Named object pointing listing
───

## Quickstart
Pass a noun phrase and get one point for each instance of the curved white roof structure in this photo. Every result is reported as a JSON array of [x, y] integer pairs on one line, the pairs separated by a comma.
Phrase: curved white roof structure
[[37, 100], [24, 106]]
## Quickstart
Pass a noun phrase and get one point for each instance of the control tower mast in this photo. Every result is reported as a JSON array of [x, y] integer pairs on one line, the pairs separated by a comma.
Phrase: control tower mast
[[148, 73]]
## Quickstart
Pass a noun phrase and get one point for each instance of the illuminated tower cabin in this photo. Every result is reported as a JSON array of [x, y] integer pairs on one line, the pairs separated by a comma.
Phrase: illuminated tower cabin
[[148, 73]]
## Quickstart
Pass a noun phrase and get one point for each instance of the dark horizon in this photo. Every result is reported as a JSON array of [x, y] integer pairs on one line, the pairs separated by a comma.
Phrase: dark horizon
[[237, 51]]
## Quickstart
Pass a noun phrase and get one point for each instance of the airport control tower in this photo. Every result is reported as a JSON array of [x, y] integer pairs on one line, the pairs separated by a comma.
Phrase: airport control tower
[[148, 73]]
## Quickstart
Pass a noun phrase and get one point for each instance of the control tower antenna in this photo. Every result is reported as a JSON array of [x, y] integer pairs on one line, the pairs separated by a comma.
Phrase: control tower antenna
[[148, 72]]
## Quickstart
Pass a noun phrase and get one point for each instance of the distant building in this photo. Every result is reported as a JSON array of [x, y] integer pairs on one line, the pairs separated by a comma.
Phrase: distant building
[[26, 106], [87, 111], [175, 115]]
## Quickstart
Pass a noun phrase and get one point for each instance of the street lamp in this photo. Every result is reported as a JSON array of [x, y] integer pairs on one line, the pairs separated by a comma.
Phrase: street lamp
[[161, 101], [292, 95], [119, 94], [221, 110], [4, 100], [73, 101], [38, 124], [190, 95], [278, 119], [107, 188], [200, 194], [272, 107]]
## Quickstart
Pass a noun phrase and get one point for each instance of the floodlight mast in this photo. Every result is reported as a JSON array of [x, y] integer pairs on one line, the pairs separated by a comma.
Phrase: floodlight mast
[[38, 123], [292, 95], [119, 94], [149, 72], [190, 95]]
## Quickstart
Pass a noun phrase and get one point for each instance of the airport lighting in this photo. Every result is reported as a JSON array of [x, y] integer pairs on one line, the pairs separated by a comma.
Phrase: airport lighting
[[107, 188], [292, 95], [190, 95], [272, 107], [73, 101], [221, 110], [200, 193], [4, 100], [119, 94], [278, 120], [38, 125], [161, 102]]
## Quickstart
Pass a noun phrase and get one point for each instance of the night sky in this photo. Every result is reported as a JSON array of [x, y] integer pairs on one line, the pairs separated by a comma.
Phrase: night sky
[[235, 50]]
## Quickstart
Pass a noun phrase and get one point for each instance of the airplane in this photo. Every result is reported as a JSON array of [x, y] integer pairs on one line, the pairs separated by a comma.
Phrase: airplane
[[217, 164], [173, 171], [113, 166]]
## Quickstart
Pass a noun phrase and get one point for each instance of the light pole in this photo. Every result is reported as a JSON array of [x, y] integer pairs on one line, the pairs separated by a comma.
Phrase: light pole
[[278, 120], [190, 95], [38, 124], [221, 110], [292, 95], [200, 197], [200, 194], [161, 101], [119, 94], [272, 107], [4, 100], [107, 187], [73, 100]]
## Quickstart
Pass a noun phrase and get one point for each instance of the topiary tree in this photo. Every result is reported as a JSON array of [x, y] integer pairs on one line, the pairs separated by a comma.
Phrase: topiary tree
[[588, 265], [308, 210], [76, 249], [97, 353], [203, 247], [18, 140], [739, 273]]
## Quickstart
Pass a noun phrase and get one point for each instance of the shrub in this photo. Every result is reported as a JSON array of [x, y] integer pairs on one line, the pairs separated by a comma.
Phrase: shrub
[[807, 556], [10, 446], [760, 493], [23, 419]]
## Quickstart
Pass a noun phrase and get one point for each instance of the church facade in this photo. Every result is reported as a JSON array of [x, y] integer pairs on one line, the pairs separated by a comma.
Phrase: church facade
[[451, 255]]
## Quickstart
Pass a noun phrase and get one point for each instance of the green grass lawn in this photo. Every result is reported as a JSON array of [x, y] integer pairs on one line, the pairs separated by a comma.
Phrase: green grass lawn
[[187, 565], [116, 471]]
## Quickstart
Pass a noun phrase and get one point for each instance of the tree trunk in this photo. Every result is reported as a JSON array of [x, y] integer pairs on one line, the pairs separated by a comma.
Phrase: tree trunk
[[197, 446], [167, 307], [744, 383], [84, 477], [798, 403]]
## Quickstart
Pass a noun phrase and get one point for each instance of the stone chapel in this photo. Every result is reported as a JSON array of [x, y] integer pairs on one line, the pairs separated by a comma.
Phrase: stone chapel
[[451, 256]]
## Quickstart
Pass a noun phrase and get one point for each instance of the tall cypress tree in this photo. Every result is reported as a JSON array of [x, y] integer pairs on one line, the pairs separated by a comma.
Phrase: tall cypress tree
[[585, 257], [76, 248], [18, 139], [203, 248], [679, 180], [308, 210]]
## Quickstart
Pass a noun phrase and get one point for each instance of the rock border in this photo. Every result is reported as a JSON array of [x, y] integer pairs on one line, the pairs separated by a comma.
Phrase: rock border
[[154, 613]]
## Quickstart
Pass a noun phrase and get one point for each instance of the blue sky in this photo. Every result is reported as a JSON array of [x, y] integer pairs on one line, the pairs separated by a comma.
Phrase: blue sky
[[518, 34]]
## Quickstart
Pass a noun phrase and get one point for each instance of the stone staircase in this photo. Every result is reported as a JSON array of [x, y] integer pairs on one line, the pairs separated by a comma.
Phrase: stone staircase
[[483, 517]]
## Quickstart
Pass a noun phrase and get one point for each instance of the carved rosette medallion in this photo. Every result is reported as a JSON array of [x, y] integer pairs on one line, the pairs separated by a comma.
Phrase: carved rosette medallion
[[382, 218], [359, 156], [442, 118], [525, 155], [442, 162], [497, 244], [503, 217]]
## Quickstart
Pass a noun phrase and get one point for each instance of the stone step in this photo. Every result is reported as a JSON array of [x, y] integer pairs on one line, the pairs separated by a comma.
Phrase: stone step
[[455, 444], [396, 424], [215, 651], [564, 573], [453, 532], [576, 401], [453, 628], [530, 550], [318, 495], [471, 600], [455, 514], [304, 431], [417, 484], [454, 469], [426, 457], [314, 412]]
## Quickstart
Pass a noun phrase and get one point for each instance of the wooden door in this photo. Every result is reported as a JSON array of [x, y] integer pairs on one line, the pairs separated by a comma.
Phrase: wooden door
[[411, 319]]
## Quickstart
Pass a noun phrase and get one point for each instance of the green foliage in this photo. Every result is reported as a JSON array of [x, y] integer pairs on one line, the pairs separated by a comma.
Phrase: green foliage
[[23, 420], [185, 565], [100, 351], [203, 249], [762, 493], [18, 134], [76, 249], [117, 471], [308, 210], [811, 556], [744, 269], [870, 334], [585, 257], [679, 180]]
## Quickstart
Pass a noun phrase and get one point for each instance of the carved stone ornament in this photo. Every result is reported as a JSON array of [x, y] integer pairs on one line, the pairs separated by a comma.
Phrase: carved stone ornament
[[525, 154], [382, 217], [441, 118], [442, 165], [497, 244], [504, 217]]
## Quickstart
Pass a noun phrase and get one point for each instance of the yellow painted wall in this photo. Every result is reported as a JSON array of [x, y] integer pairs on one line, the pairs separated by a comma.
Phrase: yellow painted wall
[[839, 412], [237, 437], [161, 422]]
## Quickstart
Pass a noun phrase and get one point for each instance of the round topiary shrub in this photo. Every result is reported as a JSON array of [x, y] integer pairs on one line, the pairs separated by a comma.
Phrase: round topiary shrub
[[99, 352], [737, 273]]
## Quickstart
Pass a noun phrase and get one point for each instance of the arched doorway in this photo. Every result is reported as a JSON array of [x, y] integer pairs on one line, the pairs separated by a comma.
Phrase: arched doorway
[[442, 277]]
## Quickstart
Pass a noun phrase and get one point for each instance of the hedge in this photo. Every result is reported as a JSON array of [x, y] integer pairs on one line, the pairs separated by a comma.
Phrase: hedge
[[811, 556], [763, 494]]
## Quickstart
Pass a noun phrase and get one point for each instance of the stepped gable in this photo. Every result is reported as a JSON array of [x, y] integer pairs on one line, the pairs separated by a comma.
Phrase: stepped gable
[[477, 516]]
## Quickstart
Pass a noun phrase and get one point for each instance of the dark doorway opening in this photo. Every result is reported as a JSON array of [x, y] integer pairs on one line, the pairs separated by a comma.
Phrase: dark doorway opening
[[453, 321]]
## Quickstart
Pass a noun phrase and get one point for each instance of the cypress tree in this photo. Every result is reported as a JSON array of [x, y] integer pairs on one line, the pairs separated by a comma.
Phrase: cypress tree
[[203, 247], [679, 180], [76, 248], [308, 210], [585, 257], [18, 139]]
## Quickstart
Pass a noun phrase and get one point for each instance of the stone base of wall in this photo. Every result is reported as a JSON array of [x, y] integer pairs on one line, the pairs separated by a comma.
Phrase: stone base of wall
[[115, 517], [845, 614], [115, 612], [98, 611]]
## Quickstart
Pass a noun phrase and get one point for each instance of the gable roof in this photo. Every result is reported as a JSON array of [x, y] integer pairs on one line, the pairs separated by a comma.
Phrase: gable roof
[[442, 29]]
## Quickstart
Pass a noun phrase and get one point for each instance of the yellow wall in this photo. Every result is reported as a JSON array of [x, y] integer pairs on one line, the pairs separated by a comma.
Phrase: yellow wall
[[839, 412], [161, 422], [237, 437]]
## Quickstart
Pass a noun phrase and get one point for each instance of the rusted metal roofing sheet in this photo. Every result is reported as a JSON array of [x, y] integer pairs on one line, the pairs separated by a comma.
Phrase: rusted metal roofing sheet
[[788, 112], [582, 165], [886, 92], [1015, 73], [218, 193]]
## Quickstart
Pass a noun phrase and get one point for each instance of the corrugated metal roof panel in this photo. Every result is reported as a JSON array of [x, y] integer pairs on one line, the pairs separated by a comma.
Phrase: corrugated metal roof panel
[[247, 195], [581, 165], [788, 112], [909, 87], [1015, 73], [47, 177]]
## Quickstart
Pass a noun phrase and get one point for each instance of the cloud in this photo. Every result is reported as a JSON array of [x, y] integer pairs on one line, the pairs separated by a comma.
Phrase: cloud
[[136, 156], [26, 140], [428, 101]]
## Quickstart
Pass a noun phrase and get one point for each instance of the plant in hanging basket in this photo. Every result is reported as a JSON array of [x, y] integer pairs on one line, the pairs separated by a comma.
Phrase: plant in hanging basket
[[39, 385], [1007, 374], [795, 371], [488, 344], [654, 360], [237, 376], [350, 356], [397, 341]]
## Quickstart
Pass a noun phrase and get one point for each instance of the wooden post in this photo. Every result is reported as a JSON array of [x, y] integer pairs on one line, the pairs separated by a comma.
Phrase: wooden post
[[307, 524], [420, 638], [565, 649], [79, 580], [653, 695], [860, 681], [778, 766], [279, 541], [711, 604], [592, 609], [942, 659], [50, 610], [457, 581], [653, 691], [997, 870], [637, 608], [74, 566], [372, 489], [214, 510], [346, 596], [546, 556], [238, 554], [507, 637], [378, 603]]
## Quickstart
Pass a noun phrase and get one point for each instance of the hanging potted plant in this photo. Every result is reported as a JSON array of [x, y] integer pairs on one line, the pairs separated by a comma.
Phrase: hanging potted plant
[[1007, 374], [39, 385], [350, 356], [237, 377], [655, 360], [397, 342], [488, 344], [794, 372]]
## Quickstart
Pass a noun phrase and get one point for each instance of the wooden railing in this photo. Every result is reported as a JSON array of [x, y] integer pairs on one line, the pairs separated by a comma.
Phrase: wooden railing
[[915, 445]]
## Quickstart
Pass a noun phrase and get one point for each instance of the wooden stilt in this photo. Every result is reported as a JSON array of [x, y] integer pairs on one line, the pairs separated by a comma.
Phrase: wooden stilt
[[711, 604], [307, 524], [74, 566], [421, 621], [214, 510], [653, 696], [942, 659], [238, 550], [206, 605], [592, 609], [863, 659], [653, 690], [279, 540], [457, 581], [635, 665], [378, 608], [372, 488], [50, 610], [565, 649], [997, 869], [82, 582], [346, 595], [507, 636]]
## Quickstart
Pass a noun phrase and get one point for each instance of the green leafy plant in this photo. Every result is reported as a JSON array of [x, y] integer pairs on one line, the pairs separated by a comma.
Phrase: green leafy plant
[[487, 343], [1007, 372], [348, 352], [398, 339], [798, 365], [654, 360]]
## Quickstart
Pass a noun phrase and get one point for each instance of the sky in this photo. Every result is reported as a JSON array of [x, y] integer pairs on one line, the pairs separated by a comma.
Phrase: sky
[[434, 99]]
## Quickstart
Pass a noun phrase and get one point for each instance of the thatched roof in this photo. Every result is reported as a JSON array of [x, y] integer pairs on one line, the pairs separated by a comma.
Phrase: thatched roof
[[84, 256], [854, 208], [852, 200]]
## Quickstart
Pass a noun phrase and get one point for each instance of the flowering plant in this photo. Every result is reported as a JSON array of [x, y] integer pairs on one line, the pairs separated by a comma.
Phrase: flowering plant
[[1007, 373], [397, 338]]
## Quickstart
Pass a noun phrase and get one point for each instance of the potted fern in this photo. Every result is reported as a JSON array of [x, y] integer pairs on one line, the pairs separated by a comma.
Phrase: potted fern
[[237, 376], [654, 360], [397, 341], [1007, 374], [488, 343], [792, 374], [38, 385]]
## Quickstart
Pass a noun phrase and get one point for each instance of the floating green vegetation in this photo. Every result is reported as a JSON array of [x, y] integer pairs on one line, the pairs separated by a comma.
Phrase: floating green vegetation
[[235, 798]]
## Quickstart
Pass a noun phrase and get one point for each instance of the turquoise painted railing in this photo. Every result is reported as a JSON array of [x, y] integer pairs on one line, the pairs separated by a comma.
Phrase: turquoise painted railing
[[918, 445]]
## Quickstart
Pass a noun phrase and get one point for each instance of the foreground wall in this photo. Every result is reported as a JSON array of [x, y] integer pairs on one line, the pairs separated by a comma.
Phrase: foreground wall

───

- [Given request]:
Recast the listing as a numbered list with blank lines left out, starting with its first line and going on through the line with "[[237, 51]]". Include only those lines.

- [Reply]:
1. ## Quickstart
2. Pass a noun phrase and get one point for each instance of the curved white roof structure in this photo. Every result is reported as a JSON array of [x, y] integer pairs on one line, the pairs separated by a comma.
3. Phrase: curved white roof structure
4. [[37, 100], [24, 106]]
5. ## Quickstart
6. Pass a noun phrase and get one point for each instance of the control tower mast in this photo. Every result is reported as a JSON array of [x, y] integer pairs on one line, the pairs separated by a comma.
7. Phrase: control tower mast
8. [[148, 73]]
9. ## Quickstart
10. Pass a noun phrase and get one point for each instance of the illuminated tower cabin in this photo. Every result is reported as a JSON array of [x, y] integer pairs on one line, the pairs separated by a comma.
11. Phrase: illuminated tower cabin
12. [[148, 73]]
13. ## Quickstart
14. Pass a noun phrase and get one point for each instance of the dark horizon in this photo. Every result is reported as a JSON array of [x, y] integer pairs on one line, the pairs separated by a comma.
15. Phrase: dark horizon
16. [[237, 51]]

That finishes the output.